##### Dataset rows #####

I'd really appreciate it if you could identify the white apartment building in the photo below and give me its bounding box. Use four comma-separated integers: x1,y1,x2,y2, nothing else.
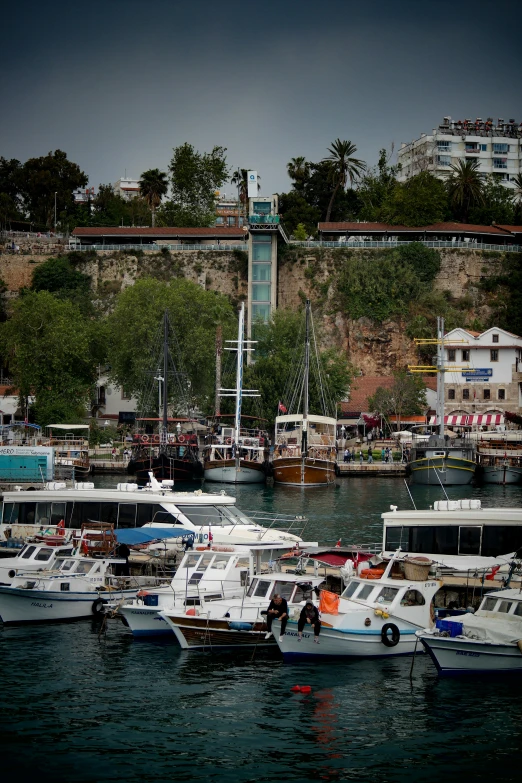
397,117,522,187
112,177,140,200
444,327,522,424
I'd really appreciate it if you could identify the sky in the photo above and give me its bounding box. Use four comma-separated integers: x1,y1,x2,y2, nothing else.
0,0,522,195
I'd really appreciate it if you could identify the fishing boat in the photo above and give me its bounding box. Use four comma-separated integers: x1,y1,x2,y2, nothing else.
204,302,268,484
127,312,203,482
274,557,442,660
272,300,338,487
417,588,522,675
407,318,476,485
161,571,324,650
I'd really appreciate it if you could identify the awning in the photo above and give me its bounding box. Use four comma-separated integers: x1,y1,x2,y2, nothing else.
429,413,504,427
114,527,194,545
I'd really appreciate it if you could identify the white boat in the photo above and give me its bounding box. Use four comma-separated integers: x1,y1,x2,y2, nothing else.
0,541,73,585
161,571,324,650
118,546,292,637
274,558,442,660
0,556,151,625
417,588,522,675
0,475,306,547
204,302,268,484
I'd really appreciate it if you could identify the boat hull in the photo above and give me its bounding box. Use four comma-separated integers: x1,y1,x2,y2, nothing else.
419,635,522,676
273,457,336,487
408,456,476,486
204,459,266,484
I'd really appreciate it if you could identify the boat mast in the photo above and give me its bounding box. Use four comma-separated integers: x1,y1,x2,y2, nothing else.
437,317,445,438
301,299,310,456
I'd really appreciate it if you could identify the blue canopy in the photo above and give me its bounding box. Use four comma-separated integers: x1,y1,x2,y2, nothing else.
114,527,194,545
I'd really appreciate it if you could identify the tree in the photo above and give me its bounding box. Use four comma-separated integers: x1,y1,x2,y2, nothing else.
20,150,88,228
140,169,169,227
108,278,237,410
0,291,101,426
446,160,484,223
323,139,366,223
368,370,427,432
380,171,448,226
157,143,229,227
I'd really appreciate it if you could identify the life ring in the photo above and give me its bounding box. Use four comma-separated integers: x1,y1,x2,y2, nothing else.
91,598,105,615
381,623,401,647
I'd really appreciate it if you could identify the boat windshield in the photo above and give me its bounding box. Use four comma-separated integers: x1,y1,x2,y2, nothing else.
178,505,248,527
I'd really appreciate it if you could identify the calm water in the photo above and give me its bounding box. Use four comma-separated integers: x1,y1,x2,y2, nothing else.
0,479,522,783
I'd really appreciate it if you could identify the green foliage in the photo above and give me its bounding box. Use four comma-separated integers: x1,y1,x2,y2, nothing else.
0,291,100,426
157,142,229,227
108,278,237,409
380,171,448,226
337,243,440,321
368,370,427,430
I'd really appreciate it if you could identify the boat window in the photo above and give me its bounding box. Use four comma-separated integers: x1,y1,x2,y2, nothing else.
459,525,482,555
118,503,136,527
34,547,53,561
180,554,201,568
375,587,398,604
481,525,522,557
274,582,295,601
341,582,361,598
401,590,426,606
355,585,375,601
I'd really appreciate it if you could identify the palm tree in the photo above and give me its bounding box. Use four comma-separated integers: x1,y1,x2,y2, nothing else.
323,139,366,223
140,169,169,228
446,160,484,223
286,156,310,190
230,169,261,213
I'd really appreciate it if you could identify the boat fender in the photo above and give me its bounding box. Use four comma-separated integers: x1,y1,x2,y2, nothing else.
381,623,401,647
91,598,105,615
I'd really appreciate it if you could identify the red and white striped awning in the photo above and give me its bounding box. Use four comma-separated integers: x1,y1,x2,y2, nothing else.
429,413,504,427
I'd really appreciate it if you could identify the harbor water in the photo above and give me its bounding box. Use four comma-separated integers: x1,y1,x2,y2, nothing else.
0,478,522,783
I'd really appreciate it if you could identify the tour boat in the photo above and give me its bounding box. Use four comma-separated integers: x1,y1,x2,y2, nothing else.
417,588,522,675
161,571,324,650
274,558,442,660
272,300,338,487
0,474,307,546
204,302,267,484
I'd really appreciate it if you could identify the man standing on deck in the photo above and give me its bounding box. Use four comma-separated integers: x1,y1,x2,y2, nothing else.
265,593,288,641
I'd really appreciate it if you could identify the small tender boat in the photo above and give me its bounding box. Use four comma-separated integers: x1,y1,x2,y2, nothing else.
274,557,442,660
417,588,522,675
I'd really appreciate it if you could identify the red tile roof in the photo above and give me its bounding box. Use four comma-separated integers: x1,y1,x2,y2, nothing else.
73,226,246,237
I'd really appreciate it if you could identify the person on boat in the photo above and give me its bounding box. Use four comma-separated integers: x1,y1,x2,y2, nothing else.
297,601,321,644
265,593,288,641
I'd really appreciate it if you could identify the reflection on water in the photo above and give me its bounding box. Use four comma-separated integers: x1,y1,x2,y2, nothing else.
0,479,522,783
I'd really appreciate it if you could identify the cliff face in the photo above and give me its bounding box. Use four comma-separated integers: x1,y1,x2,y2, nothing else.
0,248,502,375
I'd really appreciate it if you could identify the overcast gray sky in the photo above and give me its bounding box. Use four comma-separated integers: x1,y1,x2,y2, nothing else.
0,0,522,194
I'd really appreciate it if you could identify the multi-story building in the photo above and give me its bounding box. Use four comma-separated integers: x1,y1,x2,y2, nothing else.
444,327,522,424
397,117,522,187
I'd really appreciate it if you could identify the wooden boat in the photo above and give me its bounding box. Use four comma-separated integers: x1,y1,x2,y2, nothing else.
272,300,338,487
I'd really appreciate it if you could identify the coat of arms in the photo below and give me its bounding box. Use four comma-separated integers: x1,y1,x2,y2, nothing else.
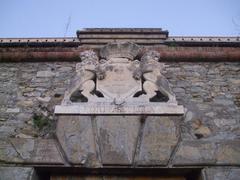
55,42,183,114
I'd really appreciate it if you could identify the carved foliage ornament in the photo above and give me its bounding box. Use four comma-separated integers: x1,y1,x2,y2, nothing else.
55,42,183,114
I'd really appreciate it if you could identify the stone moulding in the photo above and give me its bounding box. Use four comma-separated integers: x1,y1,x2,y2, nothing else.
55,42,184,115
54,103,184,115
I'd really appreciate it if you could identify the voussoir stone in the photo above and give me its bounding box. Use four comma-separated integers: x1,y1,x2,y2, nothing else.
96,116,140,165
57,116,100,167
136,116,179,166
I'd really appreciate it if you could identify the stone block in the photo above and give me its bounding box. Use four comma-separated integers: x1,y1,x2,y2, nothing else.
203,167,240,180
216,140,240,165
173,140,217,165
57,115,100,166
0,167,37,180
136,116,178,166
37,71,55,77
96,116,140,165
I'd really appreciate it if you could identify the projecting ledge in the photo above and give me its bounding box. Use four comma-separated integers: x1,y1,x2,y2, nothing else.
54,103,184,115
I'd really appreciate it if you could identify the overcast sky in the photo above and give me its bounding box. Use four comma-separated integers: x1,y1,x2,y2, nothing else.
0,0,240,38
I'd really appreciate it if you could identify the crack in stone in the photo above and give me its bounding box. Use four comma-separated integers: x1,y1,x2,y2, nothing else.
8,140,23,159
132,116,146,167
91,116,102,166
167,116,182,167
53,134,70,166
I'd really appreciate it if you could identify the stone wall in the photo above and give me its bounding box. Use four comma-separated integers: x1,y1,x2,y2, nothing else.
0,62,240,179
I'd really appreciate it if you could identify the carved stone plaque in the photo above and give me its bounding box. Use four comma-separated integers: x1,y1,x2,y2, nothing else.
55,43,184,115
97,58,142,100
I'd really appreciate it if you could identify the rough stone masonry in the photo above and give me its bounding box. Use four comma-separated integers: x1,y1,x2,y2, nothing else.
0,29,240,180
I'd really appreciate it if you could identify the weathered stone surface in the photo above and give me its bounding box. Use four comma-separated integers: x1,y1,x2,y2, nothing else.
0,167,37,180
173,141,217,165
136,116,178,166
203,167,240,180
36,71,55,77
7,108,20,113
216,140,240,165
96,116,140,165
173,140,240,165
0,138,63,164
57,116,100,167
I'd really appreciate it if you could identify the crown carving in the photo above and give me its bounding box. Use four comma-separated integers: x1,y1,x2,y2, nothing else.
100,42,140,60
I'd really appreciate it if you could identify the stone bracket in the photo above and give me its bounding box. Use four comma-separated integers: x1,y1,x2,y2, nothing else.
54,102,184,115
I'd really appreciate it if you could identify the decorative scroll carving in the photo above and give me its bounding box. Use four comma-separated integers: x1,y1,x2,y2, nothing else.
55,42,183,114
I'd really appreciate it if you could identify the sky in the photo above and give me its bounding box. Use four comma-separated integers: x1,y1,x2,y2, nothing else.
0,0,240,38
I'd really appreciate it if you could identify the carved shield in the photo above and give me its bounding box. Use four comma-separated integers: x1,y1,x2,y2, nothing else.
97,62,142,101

#####

## What this task involves:
Please update the records from the line with "I'd really appreciate it if you could identify the boat window" up to and including the line with "230,169,261,213", replacing "palm tree" with "coconut palm". Give only those lines, with everything else unchanged.

## Exercise output:
I'd really appreciate it if you could identify the boat window in the photo above and give me its bounding box. Use four comma-separated integers: x1,y1,x2,y2, nothing else.
459,525,482,555
118,503,136,527
34,547,53,561
180,554,201,568
375,587,398,604
481,525,522,557
274,582,295,601
341,582,361,598
401,590,426,606
355,585,375,601
I'd really appreciate it if you could identify the coconut palm in the photo above and give me its bounding box. Use four comma-separated integers: x1,y1,x2,y2, nothing else.
323,139,366,223
140,169,169,228
446,160,484,223
286,156,310,190
230,169,261,213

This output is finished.